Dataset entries

============================================================

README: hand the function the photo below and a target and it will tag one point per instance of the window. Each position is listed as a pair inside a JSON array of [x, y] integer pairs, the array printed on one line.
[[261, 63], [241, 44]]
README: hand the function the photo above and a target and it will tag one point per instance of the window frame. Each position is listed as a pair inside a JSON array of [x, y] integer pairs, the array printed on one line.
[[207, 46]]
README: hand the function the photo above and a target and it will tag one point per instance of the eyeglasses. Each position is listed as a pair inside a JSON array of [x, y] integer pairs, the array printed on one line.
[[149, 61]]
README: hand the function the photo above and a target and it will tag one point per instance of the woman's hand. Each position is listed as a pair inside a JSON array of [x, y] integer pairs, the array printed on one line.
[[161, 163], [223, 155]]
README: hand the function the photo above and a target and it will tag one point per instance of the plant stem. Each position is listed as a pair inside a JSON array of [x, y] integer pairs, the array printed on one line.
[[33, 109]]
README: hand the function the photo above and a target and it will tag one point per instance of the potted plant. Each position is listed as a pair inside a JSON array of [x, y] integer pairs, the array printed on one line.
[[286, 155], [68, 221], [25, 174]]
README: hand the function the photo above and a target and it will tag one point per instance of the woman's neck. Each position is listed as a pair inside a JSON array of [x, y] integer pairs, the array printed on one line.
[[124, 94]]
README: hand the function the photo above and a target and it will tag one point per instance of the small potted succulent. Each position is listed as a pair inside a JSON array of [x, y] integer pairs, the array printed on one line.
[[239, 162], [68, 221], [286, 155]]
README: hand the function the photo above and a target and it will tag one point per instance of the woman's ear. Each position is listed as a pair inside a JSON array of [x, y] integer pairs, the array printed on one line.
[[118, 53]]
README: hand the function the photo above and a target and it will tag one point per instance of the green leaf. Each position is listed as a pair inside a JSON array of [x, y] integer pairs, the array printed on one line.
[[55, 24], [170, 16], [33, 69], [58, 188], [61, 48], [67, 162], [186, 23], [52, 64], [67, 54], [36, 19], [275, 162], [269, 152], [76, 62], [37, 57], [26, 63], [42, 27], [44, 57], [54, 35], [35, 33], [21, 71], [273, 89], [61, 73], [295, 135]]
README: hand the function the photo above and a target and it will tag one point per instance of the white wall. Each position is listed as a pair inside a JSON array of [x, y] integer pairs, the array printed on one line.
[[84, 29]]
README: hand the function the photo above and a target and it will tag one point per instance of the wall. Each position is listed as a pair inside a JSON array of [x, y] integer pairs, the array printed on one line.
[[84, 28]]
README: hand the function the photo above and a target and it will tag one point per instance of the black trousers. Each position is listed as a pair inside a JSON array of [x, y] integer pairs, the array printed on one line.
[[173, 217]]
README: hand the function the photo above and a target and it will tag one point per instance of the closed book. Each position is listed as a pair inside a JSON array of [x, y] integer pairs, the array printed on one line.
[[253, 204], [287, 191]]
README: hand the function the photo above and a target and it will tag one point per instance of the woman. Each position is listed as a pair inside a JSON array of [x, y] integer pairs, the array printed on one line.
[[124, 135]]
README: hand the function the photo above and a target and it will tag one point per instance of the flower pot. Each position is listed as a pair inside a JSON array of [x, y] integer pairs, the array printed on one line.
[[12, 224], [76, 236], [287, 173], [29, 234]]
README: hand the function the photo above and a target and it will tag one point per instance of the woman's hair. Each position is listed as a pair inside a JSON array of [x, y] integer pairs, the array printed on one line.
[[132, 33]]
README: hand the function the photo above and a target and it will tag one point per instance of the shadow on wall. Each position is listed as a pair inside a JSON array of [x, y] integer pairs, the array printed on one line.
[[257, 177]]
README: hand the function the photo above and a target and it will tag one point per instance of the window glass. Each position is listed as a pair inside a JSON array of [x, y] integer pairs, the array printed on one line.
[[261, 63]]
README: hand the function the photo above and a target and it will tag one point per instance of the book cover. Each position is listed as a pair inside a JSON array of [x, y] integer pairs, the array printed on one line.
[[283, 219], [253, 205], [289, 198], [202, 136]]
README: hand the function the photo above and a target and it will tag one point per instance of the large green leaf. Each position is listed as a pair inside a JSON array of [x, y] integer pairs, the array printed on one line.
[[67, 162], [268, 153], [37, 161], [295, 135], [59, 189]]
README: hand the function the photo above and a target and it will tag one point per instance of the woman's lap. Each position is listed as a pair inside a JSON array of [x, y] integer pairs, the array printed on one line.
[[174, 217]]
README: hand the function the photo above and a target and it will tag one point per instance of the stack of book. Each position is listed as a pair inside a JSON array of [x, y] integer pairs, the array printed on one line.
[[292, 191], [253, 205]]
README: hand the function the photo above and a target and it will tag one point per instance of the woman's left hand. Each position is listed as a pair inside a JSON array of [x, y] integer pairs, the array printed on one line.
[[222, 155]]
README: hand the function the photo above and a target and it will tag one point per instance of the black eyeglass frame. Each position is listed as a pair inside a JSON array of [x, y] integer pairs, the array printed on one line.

============================================================

What to do => Copy every line of the records above exactly.

Your response =>
README: hand the function the photo below and a target and it will tag one point per instance of the window. Each position is listed as a pair inside a JSON array of [x, y] integer pairs, the array printed on one line.
[[261, 63], [241, 44]]
README: hand the function the photo above and a target and it will tag one point per instance of the window frame. Each position is listed as a pair inside a JSON array of [x, y] integer pairs, the array printed on one line.
[[207, 46]]
README: hand the function the photo above and a target and it will tag one point per instance of the eyeglasses. Each position is listed as a pair inside a JSON array of [x, y] integer pairs, the array printed on one line.
[[149, 61]]
README: hand the function the photo above and a target and it will tag one point per instance of the woman's hand. Each position is listed as a pair inside a JSON array of [x, y] integer pairs, the array printed on one line.
[[161, 163], [223, 155]]
README: hand the function the photo above and a target and it will tag one point per instance of the plant stem. Each position is listed as a pair inside a JSON array of [x, y] integer pairs, the array printed on one line.
[[33, 109]]
README: hand the function the photo above and a target and it will tag one point per instance of the potted plant. Each position is listed as a pair inside a JSON array of [x, y] integer pairs, the array printed on one line.
[[286, 155], [68, 221], [25, 174]]
README: hand the function the photo above and a target and it will tag one point per instance of the woman's neck. Each position is listed as a pair inside a JSON array of [x, y] integer pairs, the array printed on one line.
[[124, 94]]
README: hand the function the photo above and a target and it will tag one point per instance of the small potted succulent. Each position is listed as a pair inside a JSON array of [x, y] integer pairs, the array printed on one line.
[[239, 162], [68, 221], [286, 155]]
README: hand the function the photo above and a target and it will tag one point per instance of the woman's ear. Each position is listed as a pair inside a JSON array of [x, y] integer pairs, the array printed on one line.
[[118, 53]]
README: hand the function the photo above and a target and it will tag one point per instance of the green leaf. Each position is listed as a pair inside a JSON array of [x, y] integer pairs, the array printed on one line.
[[55, 24], [170, 16], [33, 69], [58, 188], [61, 48], [67, 162], [186, 23], [52, 64], [67, 54], [36, 19], [275, 162], [269, 152], [76, 62], [37, 57], [26, 63], [42, 27], [44, 57], [54, 35], [35, 33], [21, 71], [273, 89], [61, 73], [295, 135]]
README: hand the function the photo above and a target and it will tag one point per instance of the white wall. Each position is listed as a pair inside a JSON array of [x, y] integer pairs, the array printed on one line.
[[84, 29]]
README: hand the function the photo above and a target and it will tag one point per instance of the wall. Each position is listed as a pair inside a JSON array of [x, y] integer pairs, the array printed on one line.
[[84, 28]]
README: hand the function the photo above and a target and it will tag one point per instance of the black trousers. Each position is listed as a pair inside a JSON array of [x, y] integer pairs, the array printed on one line.
[[173, 217]]
README: hand the function the photo above and a target and it will tag one point per instance of the closed book. Each position is listed as a pair inside a JSON array of [x, y] integer pairs, the array printed on one line.
[[253, 204], [287, 191]]
README: hand the function the photo above and a target and it will tag one point per instance of the woman. Each position is listed as a pair inside a JSON array of [x, y] integer pairs, the array printed on one line.
[[124, 135]]
README: hand the function the photo above and a target and it will tag one point per instance of the flower pot. Each position is listed as a pair inside a JSON array of [x, y] integer pairs, the array printed on one line.
[[12, 224], [76, 236], [287, 173], [29, 234]]
README: hand the function the photo above and a target and it will tag one point per instance of the woman's hair. Each position is listed as a pair inside a JSON array of [x, y] integer pairs, the array printed on one line.
[[132, 33]]
README: hand the function the photo above and a target and it will tag one point per instance of the shadow on wall. Each position is listed as a pair inside a JSON array of [x, y] integer pairs, the array printed on one line.
[[257, 177]]
README: hand the function the photo above and a target and it will tag one point per instance of the window glass. Each position is listed as a pair inside a JSON array of [x, y] integer pairs, the array printed on one line.
[[261, 63]]
README: hand the function the photo above and a target and it will tag one point per instance of the book cover. Each position is listed as a pair inside a JSON array of [x, y] integer pairs, the array printed on one line.
[[283, 219], [253, 205], [289, 198], [202, 136]]
README: hand the function the photo above and a target and it will tag one point per instance of the large green leaf. Each position is listed as a pair inside a JSON array of [x, y] integer pairs, the array printed on one line.
[[67, 162], [268, 153], [37, 161], [295, 135], [59, 189]]
README: hand the function the photo above and a target and it will tag one point per instance of the woman's lap. Each position is listed as a pair inside a JSON array of [x, y] integer pairs, the array printed on one line.
[[174, 217]]
README: hand the function the photo above and a target and it will tag one point per instance of the stack of book. Each position is listed as a pair inside a JSON array of [x, y] integer pairs, the array printed on one line.
[[292, 191], [253, 205]]
README: hand the function the photo above and a target and it will tag one point per instance of the woman's left hand. Each position is listed as a pair inside a JSON array of [x, y] integer pairs, the array printed on one line.
[[222, 155]]
README: hand the function the photo above and a target and it will tag one point per instance of the black eyeglass frame. Each position is listed as a pair inside a JSON array of [x, y] integer pairs, the array printed on one line.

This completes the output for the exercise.